*EXERCISE REQUIREMENTS*
Every line of the material below in which "hand" shows up is to be located and copied.

*GIVEN RECORDS*
= = = = = = =

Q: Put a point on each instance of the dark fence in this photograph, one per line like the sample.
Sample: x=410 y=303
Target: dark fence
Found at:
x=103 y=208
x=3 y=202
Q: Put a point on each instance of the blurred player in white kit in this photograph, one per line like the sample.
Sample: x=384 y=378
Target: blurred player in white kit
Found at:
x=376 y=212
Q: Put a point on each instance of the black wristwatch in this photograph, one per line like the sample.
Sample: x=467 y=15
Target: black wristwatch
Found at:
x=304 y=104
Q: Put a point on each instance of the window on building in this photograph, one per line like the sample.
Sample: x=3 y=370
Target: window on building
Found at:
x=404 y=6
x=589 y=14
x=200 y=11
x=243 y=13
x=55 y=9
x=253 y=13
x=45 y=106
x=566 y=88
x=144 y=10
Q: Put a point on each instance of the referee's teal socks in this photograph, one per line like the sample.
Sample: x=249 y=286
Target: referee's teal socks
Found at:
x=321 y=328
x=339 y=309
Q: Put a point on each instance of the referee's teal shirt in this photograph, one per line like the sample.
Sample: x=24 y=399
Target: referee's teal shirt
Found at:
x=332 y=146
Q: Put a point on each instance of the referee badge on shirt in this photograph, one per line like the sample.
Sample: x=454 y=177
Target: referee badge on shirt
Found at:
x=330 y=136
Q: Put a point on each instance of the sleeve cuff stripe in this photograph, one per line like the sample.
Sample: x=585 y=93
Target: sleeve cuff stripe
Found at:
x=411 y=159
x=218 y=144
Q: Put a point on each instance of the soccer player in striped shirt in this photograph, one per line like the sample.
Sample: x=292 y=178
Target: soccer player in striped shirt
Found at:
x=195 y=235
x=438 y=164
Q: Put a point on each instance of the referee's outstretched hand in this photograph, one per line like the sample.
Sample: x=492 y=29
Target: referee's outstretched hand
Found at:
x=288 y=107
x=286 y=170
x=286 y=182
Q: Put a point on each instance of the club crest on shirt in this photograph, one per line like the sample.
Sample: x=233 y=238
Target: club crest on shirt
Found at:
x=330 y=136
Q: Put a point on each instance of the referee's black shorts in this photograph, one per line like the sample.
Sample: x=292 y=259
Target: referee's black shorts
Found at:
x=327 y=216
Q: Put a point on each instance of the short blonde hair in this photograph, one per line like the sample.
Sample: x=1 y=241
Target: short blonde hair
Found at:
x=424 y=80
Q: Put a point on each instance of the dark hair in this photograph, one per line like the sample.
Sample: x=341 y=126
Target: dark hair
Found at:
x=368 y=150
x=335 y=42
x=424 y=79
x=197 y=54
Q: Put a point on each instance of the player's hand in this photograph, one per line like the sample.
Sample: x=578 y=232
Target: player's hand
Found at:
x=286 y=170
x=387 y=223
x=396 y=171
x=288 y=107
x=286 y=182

= = = = = = =

*ANSWER FOR THE TASK*
Q: Put a point on each instance of the referee's outstretched hand in this photograph, one per line like the sample.
Target: referee's outstretched hand
Q: Put a point on each instance of the player's hand in this photograph, one per line like the sample.
Target: player's hand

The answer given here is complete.